Transcribe all records verbatim.

[Stored items]
::::::::

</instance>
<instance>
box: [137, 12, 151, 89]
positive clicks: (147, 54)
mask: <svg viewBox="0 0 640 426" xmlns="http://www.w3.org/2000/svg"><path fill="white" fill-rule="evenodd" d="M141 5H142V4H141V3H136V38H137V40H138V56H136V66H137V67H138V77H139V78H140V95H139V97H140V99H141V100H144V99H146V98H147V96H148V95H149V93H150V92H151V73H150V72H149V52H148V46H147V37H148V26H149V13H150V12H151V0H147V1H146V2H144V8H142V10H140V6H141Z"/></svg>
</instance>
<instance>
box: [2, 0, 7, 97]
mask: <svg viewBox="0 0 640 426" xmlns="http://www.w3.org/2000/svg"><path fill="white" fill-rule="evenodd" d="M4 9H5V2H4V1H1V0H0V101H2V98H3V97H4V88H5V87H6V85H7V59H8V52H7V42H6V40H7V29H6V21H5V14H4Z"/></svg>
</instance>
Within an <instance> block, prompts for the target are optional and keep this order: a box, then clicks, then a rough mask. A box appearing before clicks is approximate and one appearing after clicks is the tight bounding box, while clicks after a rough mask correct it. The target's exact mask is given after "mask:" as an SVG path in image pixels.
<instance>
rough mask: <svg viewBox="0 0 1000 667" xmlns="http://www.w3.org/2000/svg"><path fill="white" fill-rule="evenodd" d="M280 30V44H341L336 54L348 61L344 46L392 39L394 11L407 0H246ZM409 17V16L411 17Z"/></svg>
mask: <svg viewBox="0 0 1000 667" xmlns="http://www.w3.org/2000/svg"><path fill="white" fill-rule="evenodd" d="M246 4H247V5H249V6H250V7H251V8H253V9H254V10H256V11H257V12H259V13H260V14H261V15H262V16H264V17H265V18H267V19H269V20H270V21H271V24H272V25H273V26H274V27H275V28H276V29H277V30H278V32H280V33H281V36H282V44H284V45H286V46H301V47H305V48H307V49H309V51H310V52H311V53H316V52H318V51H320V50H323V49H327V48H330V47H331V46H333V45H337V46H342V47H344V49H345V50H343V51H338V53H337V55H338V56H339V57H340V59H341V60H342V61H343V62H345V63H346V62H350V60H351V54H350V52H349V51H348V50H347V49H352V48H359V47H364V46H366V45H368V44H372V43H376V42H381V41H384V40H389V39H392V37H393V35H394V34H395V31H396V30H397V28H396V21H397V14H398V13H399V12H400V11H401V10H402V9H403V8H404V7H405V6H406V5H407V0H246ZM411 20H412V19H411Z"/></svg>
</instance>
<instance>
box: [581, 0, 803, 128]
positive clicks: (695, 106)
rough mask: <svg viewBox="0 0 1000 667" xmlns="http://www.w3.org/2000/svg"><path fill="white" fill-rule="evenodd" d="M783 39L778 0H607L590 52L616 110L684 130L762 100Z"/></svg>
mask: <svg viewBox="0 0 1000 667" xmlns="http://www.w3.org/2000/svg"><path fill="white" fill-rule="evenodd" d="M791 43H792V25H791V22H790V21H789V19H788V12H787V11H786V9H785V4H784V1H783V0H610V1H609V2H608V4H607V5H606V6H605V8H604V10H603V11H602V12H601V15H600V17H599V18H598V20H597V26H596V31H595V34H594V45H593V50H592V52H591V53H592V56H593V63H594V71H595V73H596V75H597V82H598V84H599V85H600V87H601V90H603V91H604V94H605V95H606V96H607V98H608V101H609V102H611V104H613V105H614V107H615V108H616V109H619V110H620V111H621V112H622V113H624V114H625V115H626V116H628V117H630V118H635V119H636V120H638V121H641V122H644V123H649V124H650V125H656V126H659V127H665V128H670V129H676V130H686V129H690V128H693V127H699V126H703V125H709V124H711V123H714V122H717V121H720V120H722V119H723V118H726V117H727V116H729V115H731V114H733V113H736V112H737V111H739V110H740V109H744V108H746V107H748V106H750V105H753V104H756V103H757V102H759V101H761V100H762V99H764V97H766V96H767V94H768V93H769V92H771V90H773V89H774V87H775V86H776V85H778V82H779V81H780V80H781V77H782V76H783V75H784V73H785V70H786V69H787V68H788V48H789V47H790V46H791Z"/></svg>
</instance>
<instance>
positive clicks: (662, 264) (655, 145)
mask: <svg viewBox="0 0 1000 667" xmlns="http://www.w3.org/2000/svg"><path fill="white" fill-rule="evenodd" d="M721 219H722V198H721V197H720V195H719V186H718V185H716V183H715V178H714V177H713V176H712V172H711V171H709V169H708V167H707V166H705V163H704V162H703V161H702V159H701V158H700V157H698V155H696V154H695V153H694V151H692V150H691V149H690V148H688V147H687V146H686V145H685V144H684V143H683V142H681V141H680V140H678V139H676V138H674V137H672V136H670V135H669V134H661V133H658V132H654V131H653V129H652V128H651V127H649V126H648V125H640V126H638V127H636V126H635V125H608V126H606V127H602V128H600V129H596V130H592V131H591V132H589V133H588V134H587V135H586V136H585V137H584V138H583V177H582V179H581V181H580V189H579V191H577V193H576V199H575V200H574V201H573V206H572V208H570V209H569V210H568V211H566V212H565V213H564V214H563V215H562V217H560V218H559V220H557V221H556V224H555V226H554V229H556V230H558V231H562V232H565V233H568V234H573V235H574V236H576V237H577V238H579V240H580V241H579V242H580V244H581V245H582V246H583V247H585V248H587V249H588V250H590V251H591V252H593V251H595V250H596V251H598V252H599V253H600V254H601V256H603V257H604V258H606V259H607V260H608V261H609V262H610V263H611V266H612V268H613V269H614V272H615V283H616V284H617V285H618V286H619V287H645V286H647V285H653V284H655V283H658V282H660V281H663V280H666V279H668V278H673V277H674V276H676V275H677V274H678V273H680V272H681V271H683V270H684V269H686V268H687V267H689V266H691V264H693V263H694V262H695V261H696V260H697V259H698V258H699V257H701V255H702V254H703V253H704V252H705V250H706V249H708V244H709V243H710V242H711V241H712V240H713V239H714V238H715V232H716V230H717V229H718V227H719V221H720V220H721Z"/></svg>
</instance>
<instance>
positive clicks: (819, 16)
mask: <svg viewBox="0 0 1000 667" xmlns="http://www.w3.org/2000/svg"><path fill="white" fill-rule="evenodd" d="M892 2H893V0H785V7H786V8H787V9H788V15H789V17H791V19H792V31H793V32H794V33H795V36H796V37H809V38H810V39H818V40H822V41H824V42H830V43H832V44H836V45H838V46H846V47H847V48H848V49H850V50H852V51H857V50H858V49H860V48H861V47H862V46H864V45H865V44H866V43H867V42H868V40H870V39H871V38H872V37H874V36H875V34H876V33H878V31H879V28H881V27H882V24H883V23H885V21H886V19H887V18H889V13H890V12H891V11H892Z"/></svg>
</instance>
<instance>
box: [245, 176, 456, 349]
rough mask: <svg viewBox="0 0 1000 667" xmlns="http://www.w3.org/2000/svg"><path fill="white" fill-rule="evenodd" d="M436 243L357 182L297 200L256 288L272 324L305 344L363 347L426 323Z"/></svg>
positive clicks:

::::::::

=== EXERCISE SOLUTION ===
</instance>
<instance>
box: [137, 12, 151, 89]
positive clicks: (147, 54)
mask: <svg viewBox="0 0 640 426" xmlns="http://www.w3.org/2000/svg"><path fill="white" fill-rule="evenodd" d="M141 5H142V4H141V3H136V38H137V40H138V56H136V66H137V67H138V77H139V78H140V95H139V97H140V99H141V100H144V99H146V98H147V96H148V95H149V93H150V92H151V73H150V72H149V52H148V46H147V37H148V26H149V13H150V12H151V0H147V1H146V2H144V8H142V10H140V6H141Z"/></svg>
</instance>
<instance>
box: [2, 0, 7, 97]
mask: <svg viewBox="0 0 640 426" xmlns="http://www.w3.org/2000/svg"><path fill="white" fill-rule="evenodd" d="M4 9H5V2H4V1H1V0H0V101H2V98H3V97H4V88H5V87H6V85H7V59H8V52H7V42H6V40H7V29H6V21H5V14H4Z"/></svg>
</instance>
Within an <instance> block, prompts for the target are optional and keep this order: a box, then clicks, then a rough mask. A box appearing before clicks is approximate and one appearing after clicks is the tight bounding box, while clicks after a rough mask correct it. The target's exact mask is given after "mask:" as an SVG path in image pixels.
<instance>
rough mask: <svg viewBox="0 0 1000 667" xmlns="http://www.w3.org/2000/svg"><path fill="white" fill-rule="evenodd" d="M280 30V44H341L336 54L348 61L344 46L392 39L394 11L407 0H246ZM409 17V16L411 17Z"/></svg>
mask: <svg viewBox="0 0 1000 667" xmlns="http://www.w3.org/2000/svg"><path fill="white" fill-rule="evenodd" d="M246 4H247V5H249V6H250V7H251V8H253V9H254V10H256V11H257V12H259V13H260V14H261V15H262V16H264V17H265V18H267V19H269V20H270V21H271V24H272V25H273V26H274V27H275V28H276V29H277V30H278V32H280V33H281V36H282V44H284V45H286V46H301V47H305V48H307V49H309V51H310V52H311V53H316V52H318V51H320V50H323V49H327V48H330V47H331V46H333V45H337V46H342V47H344V49H345V50H343V51H338V53H337V55H338V56H339V57H340V59H341V60H342V61H343V62H345V63H346V62H350V60H351V54H350V52H349V51H348V50H347V49H352V48H359V47H364V46H366V45H368V44H372V43H376V42H381V41H384V40H389V39H392V37H393V35H394V34H395V31H396V30H397V28H396V21H397V14H398V13H399V12H400V11H401V10H402V9H403V8H404V7H405V6H406V5H407V0H246ZM411 20H412V19H411Z"/></svg>
</instance>
<instance>
box: [581, 0, 803, 128]
positive clicks: (695, 106)
rough mask: <svg viewBox="0 0 1000 667" xmlns="http://www.w3.org/2000/svg"><path fill="white" fill-rule="evenodd" d="M783 39L778 0H607L590 52L616 110L684 130L762 100Z"/></svg>
mask: <svg viewBox="0 0 1000 667" xmlns="http://www.w3.org/2000/svg"><path fill="white" fill-rule="evenodd" d="M791 43H792V25H791V22H790V21H789V19H788V12H787V11H786V9H785V4H784V1H783V0H610V1H609V2H608V4H607V5H606V6H605V8H604V10H603V11H602V12H601V15H600V17H599V18H598V20H597V26H596V31H595V34H594V45H593V50H592V52H591V53H592V56H593V63H594V71H595V73H596V75H597V82H598V84H599V85H600V87H601V90H603V91H604V94H605V95H606V96H607V98H608V101H609V102H611V104H613V105H614V107H615V108H616V109H619V110H620V111H621V112H622V113H624V114H625V115H626V116H628V117H630V118H635V119H636V120H638V121H641V122H644V123H649V124H650V125H656V126H659V127H665V128H670V129H676V130H686V129H690V128H693V127H699V126H703V125H709V124H711V123H714V122H717V121H720V120H722V119H723V118H726V117H727V116H729V115H731V114H733V113H736V112H737V111H739V110H740V109H744V108H746V107H748V106H750V105H753V104H756V103H757V102H759V101H761V100H762V99H764V97H766V96H767V94H768V93H769V92H771V90H773V89H774V87H775V86H776V85H778V82H779V81H780V80H781V77H782V76H783V75H784V73H785V70H786V69H787V68H788V48H789V47H790V46H791Z"/></svg>
</instance>
<instance>
positive clicks: (662, 264) (655, 145)
mask: <svg viewBox="0 0 1000 667" xmlns="http://www.w3.org/2000/svg"><path fill="white" fill-rule="evenodd" d="M721 219H722V198H721V197H720V195H719V186H718V185H716V183H715V178H714V177H713V176H712V172H711V171H709V169H708V167H707V166H705V163H704V162H703V161H702V159H701V158H700V157H698V155H696V154H695V153H694V151H692V150H691V149H690V148H688V147H687V146H686V145H685V144H684V143H683V142H681V141H680V140H678V139H676V138H674V137H672V136H670V135H669V134H661V133H658V132H654V131H653V129H652V128H651V127H649V126H648V125H640V126H638V127H636V126H635V125H608V126H606V127H602V128H600V129H596V130H592V131H591V132H589V133H588V134H587V135H586V136H585V137H584V138H583V177H582V179H581V181H580V189H579V191H577V193H576V199H575V200H574V201H573V206H572V208H570V209H569V210H568V211H566V212H565V213H564V214H563V215H562V217H560V218H559V220H557V221H556V224H555V226H554V229H556V230H558V231H562V232H565V233H568V234H573V235H574V236H576V237H577V238H579V240H580V241H579V242H580V244H581V245H582V246H583V247H585V248H587V249H588V250H590V251H591V252H593V251H595V250H596V251H598V252H599V253H600V254H601V256H603V257H604V258H606V259H607V260H608V261H609V262H610V263H611V266H612V268H613V269H614V272H615V283H616V284H617V285H618V286H619V287H645V286H647V285H653V284H655V283H658V282H660V281H663V280H666V279H668V278H673V277H674V276H676V275H677V274H678V273H680V272H681V271H683V270H684V269H686V268H687V267H689V266H691V264H693V263H694V262H695V261H696V260H697V259H698V258H699V257H701V255H702V254H703V253H704V252H705V250H706V249H708V244H709V243H710V242H711V241H712V240H713V239H714V238H715V232H716V230H717V229H718V227H719V221H720V220H721Z"/></svg>
</instance>
<instance>
positive clicks: (819, 16)
mask: <svg viewBox="0 0 1000 667" xmlns="http://www.w3.org/2000/svg"><path fill="white" fill-rule="evenodd" d="M892 2H893V0H785V7H786V8H787V9H788V15H789V17H791V19H792V31H793V32H794V33H795V36H796V37H809V38H810V39H818V40H822V41H824V42H830V43H832V44H836V45H838V46H846V47H847V48H848V49H850V50H852V51H857V50H858V49H860V48H861V47H862V46H864V45H865V44H866V43H867V42H868V40H870V39H871V38H872V37H874V36H875V34H876V33H878V31H879V28H881V27H882V24H883V23H885V21H886V19H887V18H889V13H890V12H891V11H892Z"/></svg>
</instance>
<instance>
box: [245, 176, 456, 349]
rough mask: <svg viewBox="0 0 1000 667" xmlns="http://www.w3.org/2000/svg"><path fill="white" fill-rule="evenodd" d="M436 243L357 182L297 200L256 288L272 324L305 344L363 347L426 323Z"/></svg>
positive clicks:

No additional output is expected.